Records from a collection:
┌──

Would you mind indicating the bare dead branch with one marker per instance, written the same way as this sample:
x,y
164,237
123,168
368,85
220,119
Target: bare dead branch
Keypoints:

└──

◆ Task statement ◆
Could you arrange every line of the rows above as a Markdown table, with a "No." column numbering each line and a "Line" column holding its text, leaving out blank lines?

◆ Full response ◆
| No. | Line |
|---|---|
| 1 | Would you mind indicating the bare dead branch with one marker per instance, written the same way as this sample: |
| 2 | x,y |
| 3 | 164,237 |
| 4 | 123,168 |
| 5 | 368,85 |
| 6 | 220,119 |
| 7 | Target: bare dead branch |
| 8 | Keypoints: |